## [Given request]
Please switch every "point" in the data below to "dot" and write the data out again with nothing else changed.

__________

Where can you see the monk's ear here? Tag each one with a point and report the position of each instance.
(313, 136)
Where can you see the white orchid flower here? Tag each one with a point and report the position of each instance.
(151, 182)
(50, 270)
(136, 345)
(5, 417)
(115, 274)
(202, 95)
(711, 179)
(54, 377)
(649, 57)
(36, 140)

__________

## [Response]
Where can you see the monk's ear here? Tag each one with a dot and report the position of each instance.
(313, 136)
Where can you see the white orchid flower here? Tag each one with a dot and report the position of each instance.
(151, 182)
(50, 270)
(136, 345)
(5, 417)
(115, 274)
(202, 95)
(711, 179)
(54, 377)
(649, 57)
(36, 140)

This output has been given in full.